> _データ_:
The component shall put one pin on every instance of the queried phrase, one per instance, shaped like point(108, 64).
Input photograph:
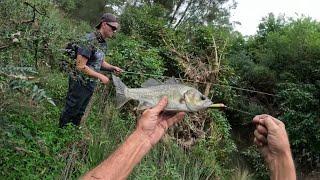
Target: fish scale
point(180, 97)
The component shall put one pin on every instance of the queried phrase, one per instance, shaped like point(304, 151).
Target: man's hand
point(104, 79)
point(272, 139)
point(117, 70)
point(154, 122)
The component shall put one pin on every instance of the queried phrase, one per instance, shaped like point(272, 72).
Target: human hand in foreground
point(272, 140)
point(154, 122)
point(104, 79)
point(117, 70)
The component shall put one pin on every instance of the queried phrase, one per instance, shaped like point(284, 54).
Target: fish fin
point(143, 106)
point(120, 91)
point(172, 80)
point(188, 99)
point(151, 82)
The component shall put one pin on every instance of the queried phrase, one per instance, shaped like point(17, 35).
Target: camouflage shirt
point(93, 47)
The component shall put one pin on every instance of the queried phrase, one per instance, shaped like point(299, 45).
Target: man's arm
point(81, 64)
point(151, 127)
point(110, 67)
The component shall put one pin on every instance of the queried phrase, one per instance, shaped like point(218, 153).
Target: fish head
point(196, 101)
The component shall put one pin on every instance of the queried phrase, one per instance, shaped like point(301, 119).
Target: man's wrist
point(143, 139)
point(282, 167)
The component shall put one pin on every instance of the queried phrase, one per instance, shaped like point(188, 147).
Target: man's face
point(109, 28)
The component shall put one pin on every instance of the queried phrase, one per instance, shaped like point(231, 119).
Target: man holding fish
point(90, 58)
point(164, 103)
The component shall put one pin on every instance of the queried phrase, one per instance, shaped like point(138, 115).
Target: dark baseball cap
point(107, 17)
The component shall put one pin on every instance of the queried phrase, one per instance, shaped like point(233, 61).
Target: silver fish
point(180, 97)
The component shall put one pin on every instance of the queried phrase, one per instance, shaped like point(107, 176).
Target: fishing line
point(222, 85)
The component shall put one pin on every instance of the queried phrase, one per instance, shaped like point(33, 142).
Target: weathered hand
point(271, 137)
point(104, 79)
point(154, 122)
point(117, 70)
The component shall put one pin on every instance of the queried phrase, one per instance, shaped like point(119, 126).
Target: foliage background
point(182, 38)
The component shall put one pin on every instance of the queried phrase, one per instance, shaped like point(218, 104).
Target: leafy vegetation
point(192, 40)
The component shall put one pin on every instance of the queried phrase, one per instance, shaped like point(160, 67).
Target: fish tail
point(120, 91)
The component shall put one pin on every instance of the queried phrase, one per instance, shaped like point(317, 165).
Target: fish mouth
point(208, 103)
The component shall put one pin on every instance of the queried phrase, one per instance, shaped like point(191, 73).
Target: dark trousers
point(78, 97)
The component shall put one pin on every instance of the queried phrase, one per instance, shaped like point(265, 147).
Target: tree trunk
point(176, 11)
point(184, 13)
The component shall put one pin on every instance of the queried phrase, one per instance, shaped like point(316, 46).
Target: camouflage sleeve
point(85, 50)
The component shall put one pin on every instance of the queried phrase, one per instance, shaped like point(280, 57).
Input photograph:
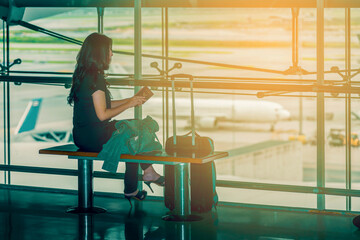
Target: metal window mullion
point(8, 140)
point(137, 61)
point(348, 104)
point(320, 104)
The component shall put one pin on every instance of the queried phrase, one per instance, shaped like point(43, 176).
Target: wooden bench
point(85, 175)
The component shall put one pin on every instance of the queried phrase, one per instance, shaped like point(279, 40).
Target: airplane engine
point(207, 122)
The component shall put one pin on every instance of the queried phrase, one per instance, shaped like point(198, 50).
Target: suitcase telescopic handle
point(191, 78)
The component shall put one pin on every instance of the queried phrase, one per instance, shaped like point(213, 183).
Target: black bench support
point(85, 188)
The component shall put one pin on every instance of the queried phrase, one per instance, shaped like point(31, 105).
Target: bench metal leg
point(182, 210)
point(85, 189)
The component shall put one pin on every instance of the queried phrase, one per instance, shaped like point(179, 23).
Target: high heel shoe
point(140, 196)
point(160, 182)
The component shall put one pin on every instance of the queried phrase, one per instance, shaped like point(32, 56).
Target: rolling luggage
point(202, 176)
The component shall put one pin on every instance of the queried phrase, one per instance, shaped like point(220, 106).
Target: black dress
point(90, 134)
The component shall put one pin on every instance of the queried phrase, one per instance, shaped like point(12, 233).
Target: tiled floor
point(41, 215)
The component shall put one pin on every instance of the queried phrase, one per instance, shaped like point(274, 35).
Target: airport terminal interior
point(273, 84)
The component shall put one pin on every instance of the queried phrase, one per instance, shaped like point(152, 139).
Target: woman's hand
point(136, 101)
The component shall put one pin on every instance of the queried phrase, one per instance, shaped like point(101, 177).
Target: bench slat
point(73, 151)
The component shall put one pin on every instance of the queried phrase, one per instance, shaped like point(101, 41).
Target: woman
point(93, 109)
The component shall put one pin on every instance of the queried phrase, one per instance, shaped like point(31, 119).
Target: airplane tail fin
point(357, 117)
point(30, 116)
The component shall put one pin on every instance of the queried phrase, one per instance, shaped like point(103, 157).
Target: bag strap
point(187, 134)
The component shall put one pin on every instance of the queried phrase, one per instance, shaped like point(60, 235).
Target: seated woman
point(93, 109)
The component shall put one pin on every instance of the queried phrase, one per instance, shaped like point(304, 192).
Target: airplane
point(208, 114)
point(51, 132)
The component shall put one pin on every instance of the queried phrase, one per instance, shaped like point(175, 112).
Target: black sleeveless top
point(88, 131)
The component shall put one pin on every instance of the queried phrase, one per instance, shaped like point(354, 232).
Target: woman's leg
point(131, 178)
point(149, 173)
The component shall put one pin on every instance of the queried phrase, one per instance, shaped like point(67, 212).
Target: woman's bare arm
point(104, 113)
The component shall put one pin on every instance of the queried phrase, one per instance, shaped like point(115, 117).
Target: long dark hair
point(93, 58)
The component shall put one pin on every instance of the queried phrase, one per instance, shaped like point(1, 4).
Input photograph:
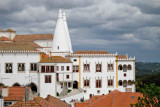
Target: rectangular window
point(57, 68)
point(62, 68)
point(33, 67)
point(47, 69)
point(42, 68)
point(98, 83)
point(110, 82)
point(86, 83)
point(48, 79)
point(67, 68)
point(75, 68)
point(52, 68)
point(86, 67)
point(98, 67)
point(67, 76)
point(110, 66)
point(21, 67)
point(9, 68)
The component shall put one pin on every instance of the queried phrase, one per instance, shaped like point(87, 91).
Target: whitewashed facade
point(96, 73)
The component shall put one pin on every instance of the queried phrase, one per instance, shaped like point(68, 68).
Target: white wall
point(23, 78)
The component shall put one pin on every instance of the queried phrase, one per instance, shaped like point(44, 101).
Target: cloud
point(126, 26)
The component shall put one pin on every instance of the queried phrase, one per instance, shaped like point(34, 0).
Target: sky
point(123, 26)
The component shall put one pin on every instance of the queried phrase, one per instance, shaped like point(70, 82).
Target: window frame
point(9, 69)
point(48, 79)
point(21, 67)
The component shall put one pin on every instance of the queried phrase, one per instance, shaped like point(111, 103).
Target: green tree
point(151, 97)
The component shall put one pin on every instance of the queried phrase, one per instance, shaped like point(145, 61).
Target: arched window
point(16, 84)
point(120, 83)
point(129, 82)
point(125, 83)
point(120, 67)
point(125, 68)
point(33, 87)
point(129, 67)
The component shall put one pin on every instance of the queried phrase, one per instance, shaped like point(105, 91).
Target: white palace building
point(47, 64)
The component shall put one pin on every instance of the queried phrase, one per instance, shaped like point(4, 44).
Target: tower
point(61, 42)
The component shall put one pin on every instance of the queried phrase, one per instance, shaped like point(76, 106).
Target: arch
point(120, 67)
point(125, 83)
point(2, 85)
point(129, 82)
point(33, 87)
point(16, 84)
point(120, 83)
point(129, 67)
point(124, 68)
point(75, 84)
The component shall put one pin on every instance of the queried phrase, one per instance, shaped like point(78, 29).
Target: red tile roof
point(113, 99)
point(15, 94)
point(41, 102)
point(33, 37)
point(18, 46)
point(90, 52)
point(5, 39)
point(54, 59)
point(121, 56)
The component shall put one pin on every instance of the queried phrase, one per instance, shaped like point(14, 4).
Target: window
point(48, 79)
point(67, 76)
point(98, 67)
point(98, 91)
point(57, 68)
point(33, 67)
point(110, 66)
point(47, 68)
point(75, 68)
point(67, 68)
point(120, 67)
point(21, 67)
point(52, 68)
point(86, 83)
point(86, 67)
point(129, 67)
point(110, 82)
point(42, 68)
point(120, 82)
point(98, 83)
point(69, 84)
point(8, 67)
point(62, 68)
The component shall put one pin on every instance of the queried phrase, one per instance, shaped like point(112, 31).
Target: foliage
point(151, 96)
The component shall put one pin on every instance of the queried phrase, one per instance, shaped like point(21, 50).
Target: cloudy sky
point(123, 26)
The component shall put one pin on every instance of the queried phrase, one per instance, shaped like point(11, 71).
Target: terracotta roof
point(114, 99)
point(5, 39)
point(14, 46)
point(8, 30)
point(26, 104)
point(54, 59)
point(33, 37)
point(121, 56)
point(91, 52)
point(41, 102)
point(15, 94)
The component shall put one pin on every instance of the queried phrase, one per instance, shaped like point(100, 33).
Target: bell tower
point(61, 41)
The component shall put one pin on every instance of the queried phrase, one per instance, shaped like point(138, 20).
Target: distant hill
point(147, 68)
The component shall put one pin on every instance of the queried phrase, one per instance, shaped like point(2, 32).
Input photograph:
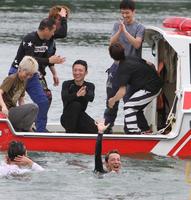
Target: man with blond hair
point(12, 91)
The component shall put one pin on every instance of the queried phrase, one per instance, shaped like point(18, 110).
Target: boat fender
point(2, 115)
point(179, 23)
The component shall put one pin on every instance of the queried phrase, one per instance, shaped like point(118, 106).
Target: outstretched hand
point(101, 126)
point(23, 161)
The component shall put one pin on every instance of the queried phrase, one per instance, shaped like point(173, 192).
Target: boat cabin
point(170, 51)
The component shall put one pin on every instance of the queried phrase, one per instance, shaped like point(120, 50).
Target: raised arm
point(90, 92)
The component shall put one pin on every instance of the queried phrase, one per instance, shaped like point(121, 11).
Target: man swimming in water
point(17, 161)
point(112, 158)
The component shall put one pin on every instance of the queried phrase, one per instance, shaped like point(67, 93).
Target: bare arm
point(54, 75)
point(21, 101)
point(2, 103)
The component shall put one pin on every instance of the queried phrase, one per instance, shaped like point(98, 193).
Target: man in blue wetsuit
point(112, 158)
point(36, 44)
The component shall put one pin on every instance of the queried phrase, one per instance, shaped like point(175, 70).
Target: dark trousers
point(75, 120)
point(112, 87)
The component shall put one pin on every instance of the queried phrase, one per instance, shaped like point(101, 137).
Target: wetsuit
point(37, 88)
point(74, 118)
point(33, 46)
point(98, 158)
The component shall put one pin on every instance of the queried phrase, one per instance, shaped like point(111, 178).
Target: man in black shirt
point(76, 94)
point(137, 74)
point(37, 44)
point(112, 158)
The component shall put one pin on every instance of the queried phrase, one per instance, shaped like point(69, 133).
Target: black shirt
point(137, 73)
point(32, 45)
point(70, 89)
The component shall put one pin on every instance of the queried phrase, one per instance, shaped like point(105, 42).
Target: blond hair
point(28, 64)
point(54, 11)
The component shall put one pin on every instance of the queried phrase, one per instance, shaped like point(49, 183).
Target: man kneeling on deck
point(12, 91)
point(76, 94)
point(134, 73)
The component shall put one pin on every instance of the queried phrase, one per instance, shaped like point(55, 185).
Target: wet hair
point(109, 153)
point(16, 149)
point(81, 62)
point(127, 4)
point(28, 64)
point(47, 23)
point(54, 11)
point(117, 51)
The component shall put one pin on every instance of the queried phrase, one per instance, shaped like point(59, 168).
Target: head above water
point(55, 10)
point(16, 149)
point(127, 9)
point(127, 5)
point(81, 62)
point(117, 51)
point(113, 160)
point(27, 67)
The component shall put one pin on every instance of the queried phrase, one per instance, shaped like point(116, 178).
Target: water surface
point(69, 176)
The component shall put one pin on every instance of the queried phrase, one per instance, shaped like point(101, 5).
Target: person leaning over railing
point(12, 90)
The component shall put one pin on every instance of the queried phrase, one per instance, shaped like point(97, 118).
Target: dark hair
point(47, 23)
point(81, 62)
point(54, 11)
point(117, 51)
point(15, 149)
point(109, 153)
point(127, 4)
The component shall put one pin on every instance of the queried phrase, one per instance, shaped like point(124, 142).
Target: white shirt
point(9, 169)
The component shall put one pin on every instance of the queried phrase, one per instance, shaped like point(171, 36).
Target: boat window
point(167, 68)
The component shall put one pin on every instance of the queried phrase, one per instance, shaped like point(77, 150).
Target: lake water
point(69, 176)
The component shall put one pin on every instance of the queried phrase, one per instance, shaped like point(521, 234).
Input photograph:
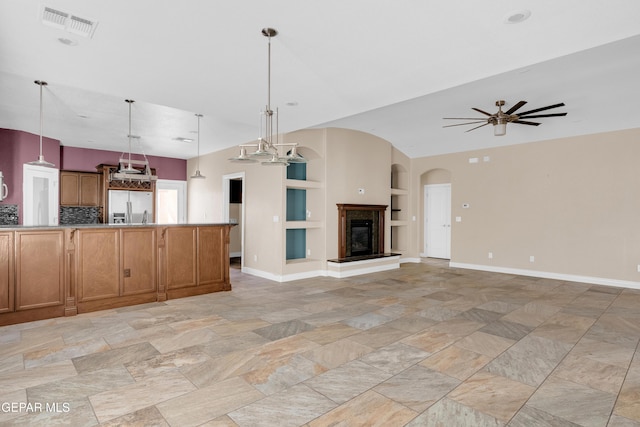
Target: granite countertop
point(139, 225)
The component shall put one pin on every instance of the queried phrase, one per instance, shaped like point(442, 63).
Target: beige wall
point(573, 204)
point(355, 160)
point(263, 194)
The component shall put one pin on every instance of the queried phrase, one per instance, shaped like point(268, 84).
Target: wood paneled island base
point(50, 272)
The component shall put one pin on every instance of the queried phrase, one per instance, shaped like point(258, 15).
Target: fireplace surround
point(360, 230)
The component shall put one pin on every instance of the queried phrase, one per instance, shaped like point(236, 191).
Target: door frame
point(425, 219)
point(226, 182)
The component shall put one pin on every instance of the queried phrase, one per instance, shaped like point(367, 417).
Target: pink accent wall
point(86, 160)
point(18, 147)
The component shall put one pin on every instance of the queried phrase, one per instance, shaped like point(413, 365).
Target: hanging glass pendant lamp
point(266, 149)
point(128, 168)
point(198, 175)
point(41, 161)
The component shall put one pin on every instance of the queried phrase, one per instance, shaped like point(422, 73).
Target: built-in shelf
point(399, 192)
point(295, 183)
point(303, 224)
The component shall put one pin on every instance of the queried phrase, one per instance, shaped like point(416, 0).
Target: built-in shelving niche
point(296, 238)
point(399, 208)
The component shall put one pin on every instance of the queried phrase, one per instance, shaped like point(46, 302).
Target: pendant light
point(126, 171)
point(266, 149)
point(198, 175)
point(129, 168)
point(41, 161)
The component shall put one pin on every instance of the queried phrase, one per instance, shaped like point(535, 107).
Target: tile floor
point(424, 345)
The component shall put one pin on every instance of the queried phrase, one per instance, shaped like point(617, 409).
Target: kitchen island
point(55, 271)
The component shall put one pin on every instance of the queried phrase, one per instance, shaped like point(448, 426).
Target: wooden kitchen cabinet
point(48, 272)
point(195, 260)
point(39, 271)
point(213, 258)
point(6, 272)
point(116, 267)
point(181, 257)
point(79, 188)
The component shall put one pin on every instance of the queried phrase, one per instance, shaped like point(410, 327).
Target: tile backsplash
point(70, 215)
point(8, 214)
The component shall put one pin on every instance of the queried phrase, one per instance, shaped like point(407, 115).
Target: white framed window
point(171, 201)
point(40, 195)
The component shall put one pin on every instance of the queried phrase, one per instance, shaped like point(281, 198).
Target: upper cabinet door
point(89, 194)
point(69, 195)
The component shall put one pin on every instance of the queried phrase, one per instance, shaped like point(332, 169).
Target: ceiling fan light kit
point(500, 119)
point(266, 149)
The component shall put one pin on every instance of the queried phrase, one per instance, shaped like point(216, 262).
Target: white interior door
point(40, 195)
point(437, 239)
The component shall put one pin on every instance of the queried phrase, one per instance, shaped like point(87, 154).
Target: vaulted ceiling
point(391, 68)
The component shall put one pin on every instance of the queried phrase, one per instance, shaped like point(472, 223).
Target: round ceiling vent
point(517, 16)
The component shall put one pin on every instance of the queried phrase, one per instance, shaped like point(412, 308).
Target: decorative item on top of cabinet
point(79, 188)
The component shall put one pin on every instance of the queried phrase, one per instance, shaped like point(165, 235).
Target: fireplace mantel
point(345, 211)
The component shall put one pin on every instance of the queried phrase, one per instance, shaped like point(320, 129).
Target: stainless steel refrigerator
point(130, 207)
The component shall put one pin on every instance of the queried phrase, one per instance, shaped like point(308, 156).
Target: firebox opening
point(361, 233)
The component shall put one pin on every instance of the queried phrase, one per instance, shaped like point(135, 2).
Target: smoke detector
point(69, 22)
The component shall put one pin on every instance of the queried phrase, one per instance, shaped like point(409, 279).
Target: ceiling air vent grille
point(54, 17)
point(69, 22)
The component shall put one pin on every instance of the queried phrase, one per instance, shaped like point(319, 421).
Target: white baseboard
point(285, 277)
point(549, 275)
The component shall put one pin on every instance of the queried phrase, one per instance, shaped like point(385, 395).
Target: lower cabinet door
point(138, 261)
point(181, 257)
point(98, 264)
point(39, 271)
point(6, 272)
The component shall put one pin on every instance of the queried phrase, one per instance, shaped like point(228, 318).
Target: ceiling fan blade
point(477, 127)
point(463, 118)
point(522, 122)
point(543, 115)
point(542, 109)
point(480, 111)
point(467, 123)
point(515, 107)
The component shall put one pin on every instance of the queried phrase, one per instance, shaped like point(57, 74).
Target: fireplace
point(360, 237)
point(360, 230)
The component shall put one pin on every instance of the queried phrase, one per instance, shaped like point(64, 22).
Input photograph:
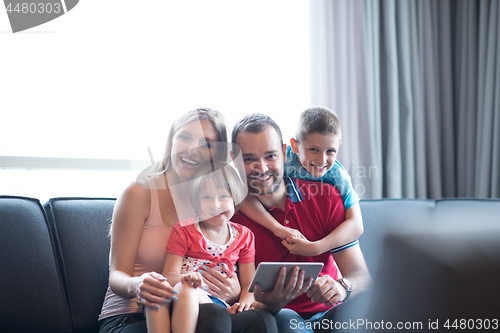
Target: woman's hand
point(193, 279)
point(227, 289)
point(152, 289)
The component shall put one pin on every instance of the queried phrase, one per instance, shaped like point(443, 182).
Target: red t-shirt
point(313, 208)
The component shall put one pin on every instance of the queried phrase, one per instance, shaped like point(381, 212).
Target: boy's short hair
point(320, 120)
point(224, 176)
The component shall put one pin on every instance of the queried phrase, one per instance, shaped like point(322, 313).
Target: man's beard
point(270, 189)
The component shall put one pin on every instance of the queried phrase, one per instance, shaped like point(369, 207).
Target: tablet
point(267, 273)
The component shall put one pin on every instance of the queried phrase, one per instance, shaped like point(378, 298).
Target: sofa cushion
point(80, 228)
point(30, 285)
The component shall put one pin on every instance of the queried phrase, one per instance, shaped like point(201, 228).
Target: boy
point(312, 156)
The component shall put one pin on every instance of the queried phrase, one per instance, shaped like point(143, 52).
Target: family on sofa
point(173, 260)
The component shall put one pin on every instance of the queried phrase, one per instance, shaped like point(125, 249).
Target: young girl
point(208, 239)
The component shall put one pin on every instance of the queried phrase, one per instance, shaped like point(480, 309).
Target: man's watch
point(347, 286)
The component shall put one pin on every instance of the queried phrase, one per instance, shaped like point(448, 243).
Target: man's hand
point(301, 246)
point(283, 232)
point(281, 295)
point(193, 279)
point(227, 289)
point(326, 290)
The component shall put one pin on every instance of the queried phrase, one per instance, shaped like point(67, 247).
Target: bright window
point(106, 80)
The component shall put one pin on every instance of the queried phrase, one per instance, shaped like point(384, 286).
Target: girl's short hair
point(317, 120)
point(224, 176)
point(210, 115)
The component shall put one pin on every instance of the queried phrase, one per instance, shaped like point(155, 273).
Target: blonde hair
point(210, 115)
point(224, 176)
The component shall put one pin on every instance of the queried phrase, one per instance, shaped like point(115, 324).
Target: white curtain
point(416, 85)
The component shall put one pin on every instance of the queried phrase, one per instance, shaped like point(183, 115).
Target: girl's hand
point(193, 279)
point(227, 289)
point(239, 307)
point(152, 289)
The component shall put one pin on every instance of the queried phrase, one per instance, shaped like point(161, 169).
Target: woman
point(142, 221)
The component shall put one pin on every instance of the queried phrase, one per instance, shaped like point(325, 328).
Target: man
point(310, 207)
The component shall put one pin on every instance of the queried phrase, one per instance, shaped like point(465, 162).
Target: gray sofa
point(54, 262)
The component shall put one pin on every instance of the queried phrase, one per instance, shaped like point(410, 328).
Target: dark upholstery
point(31, 293)
point(438, 276)
point(80, 226)
point(430, 259)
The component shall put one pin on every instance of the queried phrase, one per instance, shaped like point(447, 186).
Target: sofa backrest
point(33, 299)
point(80, 228)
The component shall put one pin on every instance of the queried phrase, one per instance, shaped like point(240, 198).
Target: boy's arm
point(345, 233)
point(253, 209)
point(246, 273)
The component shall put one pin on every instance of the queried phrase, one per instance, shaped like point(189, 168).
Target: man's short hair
point(254, 123)
point(317, 120)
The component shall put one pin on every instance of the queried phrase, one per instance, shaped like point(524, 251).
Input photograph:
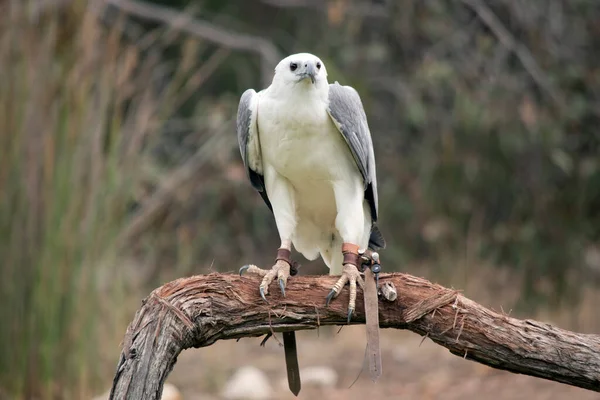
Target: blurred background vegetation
point(119, 166)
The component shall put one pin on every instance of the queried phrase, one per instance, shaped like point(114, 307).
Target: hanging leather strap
point(350, 252)
point(372, 324)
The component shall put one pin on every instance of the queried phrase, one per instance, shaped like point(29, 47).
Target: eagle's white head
point(302, 69)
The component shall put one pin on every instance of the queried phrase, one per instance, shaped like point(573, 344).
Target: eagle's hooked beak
point(309, 72)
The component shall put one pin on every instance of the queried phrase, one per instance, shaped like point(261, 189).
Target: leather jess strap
point(286, 255)
point(350, 252)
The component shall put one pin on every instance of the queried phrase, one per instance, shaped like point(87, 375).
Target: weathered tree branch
point(198, 311)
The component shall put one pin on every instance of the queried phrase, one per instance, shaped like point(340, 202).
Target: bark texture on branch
point(198, 311)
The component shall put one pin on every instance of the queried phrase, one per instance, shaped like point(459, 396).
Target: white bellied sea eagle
point(307, 150)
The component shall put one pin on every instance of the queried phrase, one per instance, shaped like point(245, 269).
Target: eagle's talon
point(329, 297)
point(262, 294)
point(282, 286)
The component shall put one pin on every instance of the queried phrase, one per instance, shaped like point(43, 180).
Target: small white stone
point(247, 383)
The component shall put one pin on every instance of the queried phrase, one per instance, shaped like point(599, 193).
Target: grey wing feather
point(347, 112)
point(248, 141)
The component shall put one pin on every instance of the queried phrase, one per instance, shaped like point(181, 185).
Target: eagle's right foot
point(350, 275)
point(282, 270)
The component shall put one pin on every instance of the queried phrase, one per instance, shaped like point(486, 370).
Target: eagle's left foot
point(283, 268)
point(350, 275)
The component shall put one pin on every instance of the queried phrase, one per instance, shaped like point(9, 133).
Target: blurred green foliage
point(119, 166)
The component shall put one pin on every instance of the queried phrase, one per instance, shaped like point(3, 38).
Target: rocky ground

> _目標_: 上のデータのうち、「like point(116, 178).」を含む行から「point(12, 90)」を含む行まで（両端を含む）を、1件につき1行の2列CSVに変換してもらえますか。列名は「本文」と「回答」とし、各フィールドはダブルクォートで囲み、改行は半角スペースに置き換えてください。

> _回答_:
本文,回答
"The component shall put one pin on every instance of the queried phrase, one per instance, shaped like point(116, 178). Target: water surface","point(69, 176)"
"The component shall put one pin on every instance of the queried phrase, one per instance, shaped like point(101, 5). Target: person leaning over railing","point(12, 90)"